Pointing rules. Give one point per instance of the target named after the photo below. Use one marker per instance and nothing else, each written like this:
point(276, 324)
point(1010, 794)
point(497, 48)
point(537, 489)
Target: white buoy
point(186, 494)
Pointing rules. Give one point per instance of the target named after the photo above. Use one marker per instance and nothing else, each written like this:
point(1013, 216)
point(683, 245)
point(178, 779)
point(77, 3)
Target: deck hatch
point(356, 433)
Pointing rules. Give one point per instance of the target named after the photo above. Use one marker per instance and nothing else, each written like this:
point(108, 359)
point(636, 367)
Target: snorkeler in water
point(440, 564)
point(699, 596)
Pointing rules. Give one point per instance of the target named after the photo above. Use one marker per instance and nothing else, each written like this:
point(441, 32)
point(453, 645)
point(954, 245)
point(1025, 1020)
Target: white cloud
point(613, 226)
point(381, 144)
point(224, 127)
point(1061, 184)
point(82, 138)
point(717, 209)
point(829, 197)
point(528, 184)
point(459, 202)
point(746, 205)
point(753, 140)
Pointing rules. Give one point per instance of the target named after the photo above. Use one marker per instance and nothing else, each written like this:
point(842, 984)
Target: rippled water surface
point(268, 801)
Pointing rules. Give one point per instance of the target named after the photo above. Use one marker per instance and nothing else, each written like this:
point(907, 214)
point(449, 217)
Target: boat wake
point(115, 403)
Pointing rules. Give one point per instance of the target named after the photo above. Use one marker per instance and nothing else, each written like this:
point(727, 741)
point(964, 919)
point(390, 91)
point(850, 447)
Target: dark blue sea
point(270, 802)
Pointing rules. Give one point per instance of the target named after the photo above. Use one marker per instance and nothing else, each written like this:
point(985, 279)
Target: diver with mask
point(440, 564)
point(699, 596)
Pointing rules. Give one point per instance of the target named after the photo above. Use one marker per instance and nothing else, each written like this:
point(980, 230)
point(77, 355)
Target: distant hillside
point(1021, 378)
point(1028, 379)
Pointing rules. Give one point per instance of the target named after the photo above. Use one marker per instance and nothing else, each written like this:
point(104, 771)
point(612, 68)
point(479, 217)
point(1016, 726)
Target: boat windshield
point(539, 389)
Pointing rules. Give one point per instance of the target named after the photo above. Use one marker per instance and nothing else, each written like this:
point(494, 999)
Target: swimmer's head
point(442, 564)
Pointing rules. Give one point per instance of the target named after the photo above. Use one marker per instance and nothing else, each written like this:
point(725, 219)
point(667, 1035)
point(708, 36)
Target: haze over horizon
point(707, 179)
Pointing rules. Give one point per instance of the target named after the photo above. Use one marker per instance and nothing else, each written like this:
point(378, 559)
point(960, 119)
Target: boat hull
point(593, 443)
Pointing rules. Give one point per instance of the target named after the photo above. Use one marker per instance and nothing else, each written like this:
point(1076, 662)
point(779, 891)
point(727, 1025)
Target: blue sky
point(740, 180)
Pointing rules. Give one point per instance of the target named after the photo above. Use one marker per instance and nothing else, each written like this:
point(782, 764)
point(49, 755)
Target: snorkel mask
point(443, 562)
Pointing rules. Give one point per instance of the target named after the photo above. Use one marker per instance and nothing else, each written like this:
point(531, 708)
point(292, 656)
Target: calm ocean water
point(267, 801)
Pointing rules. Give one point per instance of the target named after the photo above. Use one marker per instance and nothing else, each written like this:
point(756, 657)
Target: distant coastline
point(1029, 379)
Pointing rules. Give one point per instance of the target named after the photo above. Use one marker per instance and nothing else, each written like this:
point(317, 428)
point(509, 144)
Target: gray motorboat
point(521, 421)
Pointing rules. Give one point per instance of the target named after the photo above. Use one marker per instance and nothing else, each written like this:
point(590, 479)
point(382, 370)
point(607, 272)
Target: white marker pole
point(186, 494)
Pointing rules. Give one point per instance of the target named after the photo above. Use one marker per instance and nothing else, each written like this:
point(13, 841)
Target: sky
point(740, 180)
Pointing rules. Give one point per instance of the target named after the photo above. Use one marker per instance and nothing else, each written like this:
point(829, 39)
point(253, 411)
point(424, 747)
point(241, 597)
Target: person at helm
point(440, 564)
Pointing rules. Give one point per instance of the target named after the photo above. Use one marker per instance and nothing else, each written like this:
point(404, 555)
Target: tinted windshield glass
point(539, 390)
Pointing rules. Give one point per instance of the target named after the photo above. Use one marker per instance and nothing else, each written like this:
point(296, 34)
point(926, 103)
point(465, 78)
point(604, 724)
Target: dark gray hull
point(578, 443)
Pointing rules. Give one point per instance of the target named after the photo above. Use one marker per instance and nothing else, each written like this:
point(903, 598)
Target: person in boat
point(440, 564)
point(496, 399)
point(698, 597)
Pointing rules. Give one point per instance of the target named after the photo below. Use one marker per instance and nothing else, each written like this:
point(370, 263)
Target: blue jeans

★ ★ ★

What to do |
Every record above should be copied exactly.

Exercise solution |
Pointing rules. Give one point per instance of the target named after the photo below. Use one marker per instance and nothing else, each written like this:
point(276, 324)
point(1010, 794)
point(497, 48)
point(537, 489)
Target: white buoy
point(186, 494)
Pointing rules. Give one point per instance of the target named after the photo above. Use one marker per instance and nothing else, each written like this:
point(1013, 216)
point(683, 245)
point(178, 779)
point(77, 3)
Target: deck hatch
point(356, 433)
Pointing rules. Give one point per instance of the target named after the photo above. Use one marker per instance and nothing else, each written like this:
point(108, 359)
point(636, 367)
Target: snorkeler in water
point(440, 564)
point(699, 596)
Pointing rules. Give one point per instance of the target named after the photo above. Use one marker per instance and nothing else, each written like this:
point(441, 32)
point(453, 645)
point(954, 245)
point(1025, 1020)
Target: white cloud
point(613, 226)
point(381, 144)
point(224, 127)
point(1061, 184)
point(82, 138)
point(717, 209)
point(829, 197)
point(528, 184)
point(459, 202)
point(746, 205)
point(753, 140)
Pointing rules. Give one point per instance of the target named after the photo above. Use one marker per instance and nothing else, each written like this:
point(842, 984)
Target: rippled water surface
point(268, 801)
Pointing rules. Give one point per instance of the target named after the photo above. Use one marker per instance and nothing else, each written like this:
point(907, 214)
point(449, 217)
Target: boat wake
point(115, 403)
Pointing rules. Give one point per instance of the target named after the photo above. Use one marker per instance and nothing else, each written like this:
point(727, 741)
point(964, 919)
point(390, 91)
point(850, 447)
Target: dark blue sea
point(270, 802)
Pointing rules. Give one point per instance of the target named after the photo above. Use one marker per instance and nothing else, each written like this:
point(985, 279)
Target: diver with mask
point(440, 564)
point(699, 596)
Pointing rules. Give one point per instance of the target named after the photo above. Use one marker per instance and nothing else, each written like this:
point(980, 230)
point(77, 355)
Target: distant hillside
point(1021, 378)
point(1028, 379)
Pointing rules. Give one point per instance of the target named after the photo above. Use one marker per instance and nothing else, each written like this:
point(104, 771)
point(612, 68)
point(479, 217)
point(1016, 726)
Target: boat windshield
point(539, 389)
Pointing rules. Give one point per instance of the target named after the photo above. Use one marker per instance and nothing else, each written like this:
point(494, 999)
Target: swimmer's head
point(442, 564)
Pointing rules. Give one point per instance of the target named after the photo above. Use one marker per instance and nothing else, each written like this:
point(725, 219)
point(667, 1035)
point(708, 36)
Target: haze over horizon
point(707, 179)
Pointing rules. Give one point per instance of the target named after the photo above. Use one marker per instance and nothing else, each written like this:
point(378, 559)
point(960, 119)
Target: boat hull
point(593, 443)
Pointing rules. Give one point per instance of the target named after the photo above. Use one marker per instance and nothing else, each written like this:
point(1076, 662)
point(779, 891)
point(727, 1025)
Target: blue sky
point(740, 180)
Pointing rules. Give one point per instance of the target named after the photo above. Use one marker per instance and nothing else, each written like this:
point(782, 764)
point(49, 755)
Target: snorkel mask
point(443, 562)
Pointing rules. Give one point per instance of the target named after the photo above. Use one marker per instance and nothing else, each written like this:
point(531, 708)
point(292, 656)
Target: calm ocean water
point(267, 801)
Pointing rules. Give one point per instance of the target named after the photo above. Use one marker per instance and nothing else, each written like this:
point(756, 657)
Target: distant coastline
point(1029, 379)
Pointing rules. Give one point per instance of the target named after the photo above. Use one marker per instance and nothing else, each written like this:
point(317, 428)
point(509, 144)
Target: gray motorboat
point(521, 421)
Pointing rules. Give one point per instance of the target named after the photo above. Use one marker per instance and nothing else, each written like this:
point(590, 479)
point(382, 370)
point(607, 272)
Target: white marker pole
point(186, 494)
Pointing rules. Give one point per instance of the target named after the photo above. Use one marker per instance and nothing else, each written like this:
point(13, 841)
Target: sky
point(740, 180)
Pointing rules. Give one point per instance of the target named after the photo above. Use one marker per instance and nothing else, each written like this:
point(829, 39)
point(253, 411)
point(424, 747)
point(241, 597)
Target: person at helm
point(440, 564)
Pointing rules. Give one point per instance of the target named after the photo above. Use one marker per instance and nothing else, each written like this:
point(404, 555)
Target: tinted windshield glass
point(539, 390)
Pointing rules. Give one point per instance of the target named after the photo above. Use one marker per instance and nothing else, each written like this:
point(296, 34)
point(926, 103)
point(465, 78)
point(604, 724)
Target: dark gray hull
point(578, 443)
Pointing rules. Give one point per instance of the target named after the photo above. Use one marker per instance and nothing else, each written like this:
point(903, 598)
Target: person in boat
point(440, 564)
point(496, 399)
point(698, 597)
Pointing rules. Give one point per instance of the target named after the photo below. Use one marker per instance and nothing else, each written like this:
point(370, 263)
Target: blue jeans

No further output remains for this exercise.